▸ Page extract
--- START ---

More information about the package is available at naniar.

💡 Solution E1.4 b)

A total of 1,142 cases (14.5%) will be excluded from the analysis due to missing values in any of the variables involved in the analysis.

## Complete case analysis indicator
df <- df %>% 
  naniar::add_any_miss(., c(worryx, cardamag:bornuk), label = "complete_cases") 

## Number of cases excluded from the analysis
table(df$complete_cases_vars)


complete  missing 
    6774     1142

2. Exploring the factors related to fear of crime

Complex sample design and weights

Survey samples are designed in different and complex ways. Some important design features are:

Clustering: Households or individuals are sometimes clustered in geographical units (e.g., postcodes or LAs). These clusters can be selected to decrease the costs of the survey. The first set of clusters that are selected are called primary sampling units (PSUs).
Stratification divides the sample into mutually exclusive groups (strata) that are more homogeneous than the population. The sample is then selected from each stratum.
Weights are used to adjust for non-response and to make the sample representative of the population.

All these features can impact the estimates (e.g., mean, proportion, regression coefficients) and their standard errors (i.e., the precision of the estimate). The weights can impact both the point estimates and the standard errors, whilst the clustering and stratification can impact the standard errors only.

As an analyst, you will need to read the survey documentation to understand the sample design and the weights used in the survey. The survey package in R provides functions to estimate taking into account the complex sample design and weights.

--- END ---

Detection annotation records:
--- START ---

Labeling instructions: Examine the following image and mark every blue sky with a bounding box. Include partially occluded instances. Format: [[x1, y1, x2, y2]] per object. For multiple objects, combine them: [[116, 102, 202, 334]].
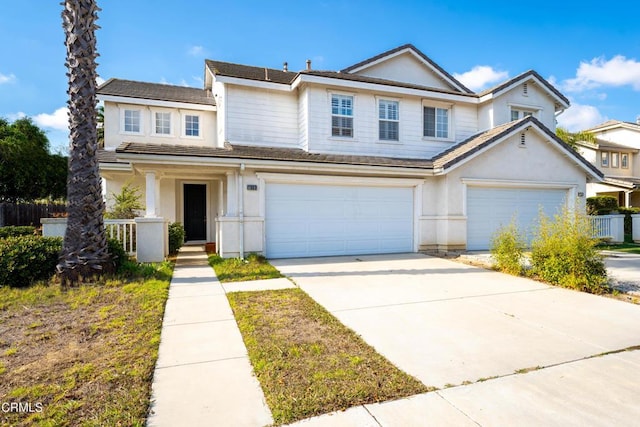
[[0, 0, 640, 151]]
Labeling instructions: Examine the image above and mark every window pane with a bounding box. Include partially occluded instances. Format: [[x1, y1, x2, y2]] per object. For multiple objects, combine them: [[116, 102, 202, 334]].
[[379, 120, 399, 141], [156, 113, 171, 135], [184, 115, 200, 136], [124, 110, 140, 132], [331, 95, 353, 137], [424, 107, 436, 136], [436, 108, 449, 138]]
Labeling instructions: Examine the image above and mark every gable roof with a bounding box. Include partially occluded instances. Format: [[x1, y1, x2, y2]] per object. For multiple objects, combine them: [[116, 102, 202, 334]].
[[478, 70, 571, 107], [432, 116, 604, 179], [204, 59, 298, 84], [585, 120, 640, 132], [97, 79, 216, 105], [341, 43, 473, 93], [99, 116, 604, 180]]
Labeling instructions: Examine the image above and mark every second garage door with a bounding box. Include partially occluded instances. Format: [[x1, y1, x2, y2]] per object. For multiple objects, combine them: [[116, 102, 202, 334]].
[[265, 183, 413, 258], [467, 187, 567, 250]]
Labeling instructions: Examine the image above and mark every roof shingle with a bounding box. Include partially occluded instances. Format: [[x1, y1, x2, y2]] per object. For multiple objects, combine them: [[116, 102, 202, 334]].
[[97, 79, 216, 105]]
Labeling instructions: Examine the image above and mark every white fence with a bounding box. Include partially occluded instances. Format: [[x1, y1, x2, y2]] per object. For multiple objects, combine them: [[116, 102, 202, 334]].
[[104, 219, 137, 256], [589, 214, 624, 243]]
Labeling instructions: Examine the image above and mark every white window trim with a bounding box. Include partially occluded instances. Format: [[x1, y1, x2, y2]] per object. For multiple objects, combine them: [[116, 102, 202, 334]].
[[119, 107, 144, 135], [180, 111, 203, 139], [420, 99, 456, 142], [375, 96, 402, 145], [620, 153, 631, 169], [610, 151, 620, 168], [151, 108, 175, 138], [327, 91, 358, 142]]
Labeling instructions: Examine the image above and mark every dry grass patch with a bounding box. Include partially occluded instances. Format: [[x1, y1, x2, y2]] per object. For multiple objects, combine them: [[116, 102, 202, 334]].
[[0, 263, 172, 426], [209, 254, 284, 283], [227, 289, 433, 424]]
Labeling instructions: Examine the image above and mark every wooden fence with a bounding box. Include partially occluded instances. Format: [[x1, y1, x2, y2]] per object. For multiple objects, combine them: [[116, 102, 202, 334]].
[[0, 203, 67, 227]]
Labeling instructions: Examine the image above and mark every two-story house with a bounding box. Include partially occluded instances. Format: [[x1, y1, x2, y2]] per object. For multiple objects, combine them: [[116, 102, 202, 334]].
[[98, 45, 602, 258], [578, 120, 640, 207]]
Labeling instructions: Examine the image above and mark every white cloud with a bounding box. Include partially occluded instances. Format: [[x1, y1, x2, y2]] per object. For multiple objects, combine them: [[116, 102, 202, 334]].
[[33, 107, 69, 130], [187, 46, 206, 56], [558, 103, 607, 132], [453, 65, 509, 91], [562, 55, 640, 92], [0, 73, 16, 85], [7, 111, 27, 122]]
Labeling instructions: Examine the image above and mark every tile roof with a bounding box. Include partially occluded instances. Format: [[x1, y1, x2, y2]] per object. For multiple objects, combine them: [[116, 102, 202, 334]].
[[478, 70, 571, 104], [342, 43, 473, 93], [98, 79, 216, 105]]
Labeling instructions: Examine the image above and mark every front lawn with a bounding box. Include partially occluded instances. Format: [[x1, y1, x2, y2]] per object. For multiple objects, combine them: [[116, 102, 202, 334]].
[[227, 289, 433, 424], [0, 263, 172, 426], [209, 254, 284, 283]]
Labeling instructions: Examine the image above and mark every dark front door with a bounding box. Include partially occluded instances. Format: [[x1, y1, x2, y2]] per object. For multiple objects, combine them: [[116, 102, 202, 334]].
[[184, 184, 207, 241]]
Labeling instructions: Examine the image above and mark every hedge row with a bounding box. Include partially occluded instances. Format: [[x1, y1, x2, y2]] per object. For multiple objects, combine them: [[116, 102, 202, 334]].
[[0, 236, 128, 288]]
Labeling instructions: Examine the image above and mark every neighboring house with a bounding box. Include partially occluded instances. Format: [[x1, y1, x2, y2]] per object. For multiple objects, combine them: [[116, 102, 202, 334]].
[[578, 120, 640, 207], [98, 45, 602, 258]]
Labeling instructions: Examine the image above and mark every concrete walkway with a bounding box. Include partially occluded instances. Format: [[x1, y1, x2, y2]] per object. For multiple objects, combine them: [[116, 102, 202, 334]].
[[147, 246, 273, 427]]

--- END ---

▸ Problems to solve
(A) List the survey design features that the survey analysis extract names as important.
(B) Answer these questions using the survey analysis extract:
(i) How many cases will be excluded from the analysis because of missing values, and what percentage is that?
(ii) What are the first set of selected clusters called?
(iii) Which R package provides functions to estimate while taking the complex sample design and weights into account?
(C) Translate this sentence from the survey analysis extract into Spanish: "Weights are used to adjust for non-response and to make the sample representative of the population."
The records have no connection to the survey analysis extract.

▸ Task-by-task answers
(A) Clustering, stratification, weights

(B)
(i) 1,142 cases, or 14.5%
(ii) Primary sampling units (PSUs)
(iii) The survey package

(C) Las ponderaciones se utilizan para ajustar la falta de respuesta y para que la muestra sea representativa de la población.